(Records from a data source)
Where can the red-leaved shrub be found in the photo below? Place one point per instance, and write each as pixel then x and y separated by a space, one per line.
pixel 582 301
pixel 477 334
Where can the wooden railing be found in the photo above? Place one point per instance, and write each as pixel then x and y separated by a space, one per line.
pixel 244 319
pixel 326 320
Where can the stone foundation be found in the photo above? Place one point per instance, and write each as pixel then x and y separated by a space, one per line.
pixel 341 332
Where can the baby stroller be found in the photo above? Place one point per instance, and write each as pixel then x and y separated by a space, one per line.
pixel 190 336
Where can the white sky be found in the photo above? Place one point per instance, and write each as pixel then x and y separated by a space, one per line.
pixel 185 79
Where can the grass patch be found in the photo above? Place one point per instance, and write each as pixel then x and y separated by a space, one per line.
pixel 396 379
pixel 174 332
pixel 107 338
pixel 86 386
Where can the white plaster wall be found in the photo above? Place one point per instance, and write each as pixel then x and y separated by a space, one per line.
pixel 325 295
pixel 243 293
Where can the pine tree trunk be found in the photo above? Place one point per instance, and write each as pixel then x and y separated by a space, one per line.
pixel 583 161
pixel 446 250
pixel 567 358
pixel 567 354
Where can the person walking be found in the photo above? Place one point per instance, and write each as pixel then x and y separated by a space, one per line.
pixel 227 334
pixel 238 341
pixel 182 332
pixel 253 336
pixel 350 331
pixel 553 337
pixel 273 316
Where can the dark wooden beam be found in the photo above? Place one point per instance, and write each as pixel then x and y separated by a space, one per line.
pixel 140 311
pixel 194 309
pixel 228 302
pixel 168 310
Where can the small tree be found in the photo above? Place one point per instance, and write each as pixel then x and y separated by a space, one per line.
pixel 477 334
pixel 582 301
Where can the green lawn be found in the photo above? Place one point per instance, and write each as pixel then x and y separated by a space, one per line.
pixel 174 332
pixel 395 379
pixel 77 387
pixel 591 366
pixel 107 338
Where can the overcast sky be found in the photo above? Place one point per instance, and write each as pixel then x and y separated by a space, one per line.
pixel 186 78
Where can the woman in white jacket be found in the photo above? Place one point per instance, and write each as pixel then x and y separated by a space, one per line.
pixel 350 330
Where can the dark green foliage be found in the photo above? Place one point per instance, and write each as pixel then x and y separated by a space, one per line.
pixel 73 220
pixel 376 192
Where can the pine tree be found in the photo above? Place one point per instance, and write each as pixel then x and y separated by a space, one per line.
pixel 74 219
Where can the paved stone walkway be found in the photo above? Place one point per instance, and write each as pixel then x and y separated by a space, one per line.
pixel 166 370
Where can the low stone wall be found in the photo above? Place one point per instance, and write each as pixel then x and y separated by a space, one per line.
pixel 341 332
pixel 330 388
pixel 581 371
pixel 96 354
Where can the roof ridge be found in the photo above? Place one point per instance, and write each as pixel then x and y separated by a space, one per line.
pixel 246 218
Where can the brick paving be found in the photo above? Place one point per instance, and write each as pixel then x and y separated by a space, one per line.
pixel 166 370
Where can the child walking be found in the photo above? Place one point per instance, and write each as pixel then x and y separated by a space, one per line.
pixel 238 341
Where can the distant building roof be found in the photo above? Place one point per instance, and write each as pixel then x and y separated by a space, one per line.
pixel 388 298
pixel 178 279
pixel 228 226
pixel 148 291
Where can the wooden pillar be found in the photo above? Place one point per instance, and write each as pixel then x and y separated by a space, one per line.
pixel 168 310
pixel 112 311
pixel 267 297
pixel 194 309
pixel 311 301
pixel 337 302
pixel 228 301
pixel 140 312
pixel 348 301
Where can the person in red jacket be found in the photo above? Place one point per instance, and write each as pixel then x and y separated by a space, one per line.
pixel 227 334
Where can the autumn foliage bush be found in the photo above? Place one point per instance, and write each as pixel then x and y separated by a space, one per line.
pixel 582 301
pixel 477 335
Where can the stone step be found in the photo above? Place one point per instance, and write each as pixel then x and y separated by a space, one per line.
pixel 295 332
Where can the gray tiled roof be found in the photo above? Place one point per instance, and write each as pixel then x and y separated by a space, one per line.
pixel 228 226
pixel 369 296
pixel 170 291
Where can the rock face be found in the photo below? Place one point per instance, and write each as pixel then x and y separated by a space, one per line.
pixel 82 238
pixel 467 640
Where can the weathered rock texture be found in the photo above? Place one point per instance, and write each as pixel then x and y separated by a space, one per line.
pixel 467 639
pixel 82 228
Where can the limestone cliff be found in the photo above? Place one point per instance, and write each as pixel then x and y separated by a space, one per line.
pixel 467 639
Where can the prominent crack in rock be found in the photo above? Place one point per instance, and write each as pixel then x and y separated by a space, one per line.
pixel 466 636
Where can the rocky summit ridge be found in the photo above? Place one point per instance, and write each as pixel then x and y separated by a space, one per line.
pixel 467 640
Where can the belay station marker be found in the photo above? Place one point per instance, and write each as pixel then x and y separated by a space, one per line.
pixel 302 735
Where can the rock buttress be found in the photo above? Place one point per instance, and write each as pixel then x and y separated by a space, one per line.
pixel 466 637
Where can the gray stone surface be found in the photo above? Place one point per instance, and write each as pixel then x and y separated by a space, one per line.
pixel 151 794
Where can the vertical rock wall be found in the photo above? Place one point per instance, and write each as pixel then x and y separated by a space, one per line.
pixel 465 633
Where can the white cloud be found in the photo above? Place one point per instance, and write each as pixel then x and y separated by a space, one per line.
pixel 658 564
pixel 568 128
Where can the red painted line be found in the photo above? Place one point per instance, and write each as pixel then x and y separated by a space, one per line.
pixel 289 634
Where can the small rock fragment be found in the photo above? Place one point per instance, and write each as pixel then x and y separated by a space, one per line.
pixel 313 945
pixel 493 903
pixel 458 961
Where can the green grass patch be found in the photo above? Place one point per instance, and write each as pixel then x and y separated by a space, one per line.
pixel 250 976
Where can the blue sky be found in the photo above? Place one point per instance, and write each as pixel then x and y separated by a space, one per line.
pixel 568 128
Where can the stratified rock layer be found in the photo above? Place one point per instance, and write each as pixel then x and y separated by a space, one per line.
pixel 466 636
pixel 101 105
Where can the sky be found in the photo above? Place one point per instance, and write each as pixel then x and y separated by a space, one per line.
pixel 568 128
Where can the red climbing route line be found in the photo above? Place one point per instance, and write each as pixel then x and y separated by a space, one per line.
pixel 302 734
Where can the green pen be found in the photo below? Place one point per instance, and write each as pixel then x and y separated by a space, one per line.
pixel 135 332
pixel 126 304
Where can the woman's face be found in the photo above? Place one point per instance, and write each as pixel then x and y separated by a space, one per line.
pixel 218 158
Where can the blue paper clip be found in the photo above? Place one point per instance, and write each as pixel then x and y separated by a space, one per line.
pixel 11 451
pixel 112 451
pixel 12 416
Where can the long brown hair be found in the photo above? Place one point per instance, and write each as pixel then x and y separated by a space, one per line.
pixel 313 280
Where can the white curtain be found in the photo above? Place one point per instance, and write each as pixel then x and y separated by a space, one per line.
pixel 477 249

■ GOAL OF THE EXERCISE:
Return every entry exactly as given.

■ TASK OUTPUT:
Where can the red-leaved shrub be found in the photo below? Place one point per instance, and write each as pixel then x and y separated by a space, one per line.
pixel 582 301
pixel 477 334
Where can the wooden railing be found in the photo above? Place one point per instance, and write each as pixel then x and y separated by a space, one per line.
pixel 244 319
pixel 326 320
Where can the stone foundation be found in the photo above? Place one point per instance, and write each as pixel then x and y separated by a space, one per line.
pixel 341 332
Where can the baby stroller be found in the photo above? Place one point per instance, and write each as pixel then x and y separated by a space, one per line.
pixel 190 336
Where can the white sky be found in the photo above? Place one point per instance, and write each as pixel then x and y separated by a space, one per line.
pixel 185 79
Where can the grass patch be found in the photo above? Place one point per instance, and write each as pixel then x and y separated by a space, one per line.
pixel 396 379
pixel 174 332
pixel 107 338
pixel 86 386
Where can the white plaster wall be found in the photo above? Place one point per instance, and write each as pixel then x and y separated by a space, one per line.
pixel 325 295
pixel 243 293
Where can the pine tree trunk be found in the photo above? Place one point per instance, and write each as pixel then x and y separated by a space, one per line.
pixel 583 161
pixel 446 250
pixel 567 358
pixel 567 354
Where can the person walking be found in the photo above? Place one point per instance, and write each as pixel then x and y separated by a space, one per line.
pixel 227 334
pixel 238 341
pixel 182 332
pixel 253 336
pixel 350 331
pixel 553 337
pixel 273 316
Where can the dark wooden beam be found in the photo above? Place one point per instance, and write each as pixel then x and y separated by a space, one per line.
pixel 140 311
pixel 194 309
pixel 228 302
pixel 168 310
Where can the small tree be found in the photo above? Place one point per instance, and write each as pixel then x and y separated by a space, one per line.
pixel 477 334
pixel 582 301
Where can the green lawn be found in the photo above? Place one point per instance, and write each as pixel then x and y separated by a space, one per line.
pixel 174 332
pixel 395 379
pixel 77 387
pixel 591 366
pixel 107 338
Where can the overcast sky be found in the photo above? Place one point per instance, and write each as pixel then x and y separated by a space, one per line.
pixel 186 78
Where can the woman in white jacket be found in the photo above? Place one point per instance, and write each as pixel then x and y separated by a space, one per line.
pixel 350 330
Where can the dark green foliage be found in the photo above? Place one point per instance, and write each as pixel then x and y separated by a space, one per line.
pixel 73 220
pixel 376 192
Where can the pine tree be found in the photo above? Place one point per instance, and write each as pixel then x and y separated by a space, one per line.
pixel 74 219
Where can the paved stone walkway be found in the photo above? Place one point per instance, and write each as pixel then x and y separated by a space, one per line.
pixel 166 370
Where can the low stone wall be found in the photo above? Place one point per instance, and write each as pixel then x and y separated by a space, one per line.
pixel 341 332
pixel 330 388
pixel 581 371
pixel 96 354
Where can the roof ridge be found in the photo above? Place one point per instance, and write each as pixel then x and y separated by a space, one per line.
pixel 246 218
Where can the brick paving be found in the photo above? Place one point per instance, and write each as pixel then x and y separated by a space, one per line.
pixel 166 370
Where can the child walking be found in the photo above? Place one point per instance, and write each as pixel then x and y separated by a space, one per line.
pixel 238 341
Where can the distant building roof be found in the photo above? Place one point per instance, and write each as pixel then x and y separated by a space, one per line.
pixel 388 298
pixel 178 279
pixel 228 226
pixel 148 291
Where can the wooden pillar be found in the photo above? Place one point per instance, and write each as pixel then x and y separated by a space, one per line.
pixel 168 310
pixel 112 311
pixel 267 297
pixel 194 309
pixel 311 301
pixel 337 302
pixel 228 301
pixel 140 312
pixel 348 301
Where can the person in red jacket be found in the photo above? Place one point per instance, and write each as pixel then x and y separated by a space, one per line.
pixel 227 334
Where can the autumn foliage bush be found in the photo above? Place one point per instance, and write each as pixel then x and y separated by a space, one per line.
pixel 582 301
pixel 477 335
Where can the stone step be found in the photo above? Place one point per instance, and write each as pixel then x and y separated by a space, one per line.
pixel 295 332
Where can the gray tiled roof be found in the photo above? Place one point per instance, and write each as pixel then x and y separated by a space, one per line.
pixel 228 226
pixel 369 296
pixel 170 291
Where can the rock face be found in the photo below? Place one point per instance, and write each as pixel then x and y separated by a space, one per line.
pixel 82 238
pixel 467 640
Where can the weathered rock texture be found in the photo above? Place one point per instance, and write each as pixel then x and y separated by a space, one per line.
pixel 467 639
pixel 82 228
Where can the limestone cliff be found in the photo above? Place one point per instance, and write each as pixel then x and y separated by a space, one per line.
pixel 467 639
Where can the prominent crack in rock be found in the photo above? Place one point per instance, and write each as pixel then x and y separated by a space, one per line.
pixel 466 636
Where can the rocky summit ridge be found in the photo above? Place one point per instance, and write each as pixel then x and y separated by a space, one per line.
pixel 467 640
Where can the belay station marker be found in the photo above? Place one point per instance, and write each as pixel then x and y separated by a space, one per line.
pixel 302 735
Where can the rock buttress be found in the photo above? Place one point per instance, and write each as pixel then x and y separated by a space, one per line.
pixel 466 637
Where can the gray stone surface be found in the photo above? Place one point per instance, and write each as pixel then x and y separated by a space, one per line.
pixel 151 794
Where can the vertical rock wall be found in the photo above? Place one point per instance, and write each as pixel then x and y separated by a space, one per line.
pixel 465 633
Where can the white cloud be found in the photo above? Place one point per instance, and write each as pixel then x and y separated by a space, one per line.
pixel 658 564
pixel 568 128
Where can the red painted line be found in the photo above? Place one point per instance, and write each as pixel then x and y separated by a space, one per line.
pixel 289 634
Where can the small rock fragment be found in the photo above? Place one point per instance, and write each as pixel then x and y separated by a space, one per line.
pixel 313 945
pixel 493 903
pixel 458 961
Where can the green grass patch be found in the photo above? Place one point per instance, and write each as pixel then x and y separated by a space, one per line.
pixel 250 976
Where can the blue sky be found in the photo above? Place one point per instance, and write each as pixel then x and y separated by a space, one per line.
pixel 568 128
Where can the stratified rock layer be found in the photo above? Place one point per instance, and write each as pixel then x and y separated by a space, one per line.
pixel 466 636
pixel 101 105
Where can the sky be found in the photo above? Place one point per instance, and write each as pixel then x and y separated by a space, one per line.
pixel 568 128
Where can the red climbing route line be found in the photo above? Place one point per instance, and write each as pixel then x and y separated by a space, one per line.
pixel 302 734
Where can the green pen be found in the photo below? Place one point per instance, and write each as pixel then x and y separated by a space, one per line.
pixel 135 332
pixel 126 304
Where can the woman's face be found in the photo above? Place one point per instance, and write each as pixel then x and y separated by a space, one per line.
pixel 218 158
Where can the blue paper clip be found in the photo above? Place one point per instance, and write each as pixel then x and y separated by a space, one per line.
pixel 11 451
pixel 112 451
pixel 12 416
Where can the long brown hair be found in the photo above? Place one point per instance, and write each as pixel then x and y separated by a space, one per line.
pixel 313 280
Where can the white curtain be found in the photo above? Place one point per instance, and write each as pixel then x and y separated by a space, one per line.
pixel 477 249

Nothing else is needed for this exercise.